### Problem
Return each of the entries below word for word.

Items from a dataset:
================

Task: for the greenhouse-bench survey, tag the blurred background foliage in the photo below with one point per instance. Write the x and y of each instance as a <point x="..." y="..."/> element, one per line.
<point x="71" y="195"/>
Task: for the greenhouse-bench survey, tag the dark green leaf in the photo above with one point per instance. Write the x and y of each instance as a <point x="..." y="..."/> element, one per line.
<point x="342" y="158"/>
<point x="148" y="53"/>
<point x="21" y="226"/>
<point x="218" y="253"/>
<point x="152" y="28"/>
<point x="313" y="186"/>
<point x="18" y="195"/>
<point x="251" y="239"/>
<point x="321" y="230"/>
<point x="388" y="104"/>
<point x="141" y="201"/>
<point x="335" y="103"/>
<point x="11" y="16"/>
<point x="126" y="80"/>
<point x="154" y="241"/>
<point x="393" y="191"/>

================

### Task output
Task: for the greenhouse-bench survey, tag the blurred background foliage in the photo below with one point per instance. Write the x and y of each instance as a <point x="..." y="..."/> element, one per line.
<point x="71" y="195"/>
Task: for the greenhouse-bench survey, tag the dark green leaf in the photo above with one point per instance. Write the x and y of each instance as a <point x="..." y="..."/> element, one per line.
<point x="342" y="158"/>
<point x="148" y="53"/>
<point x="21" y="226"/>
<point x="218" y="253"/>
<point x="152" y="28"/>
<point x="313" y="186"/>
<point x="18" y="195"/>
<point x="251" y="239"/>
<point x="321" y="230"/>
<point x="388" y="104"/>
<point x="141" y="201"/>
<point x="335" y="103"/>
<point x="11" y="16"/>
<point x="126" y="80"/>
<point x="154" y="241"/>
<point x="393" y="191"/>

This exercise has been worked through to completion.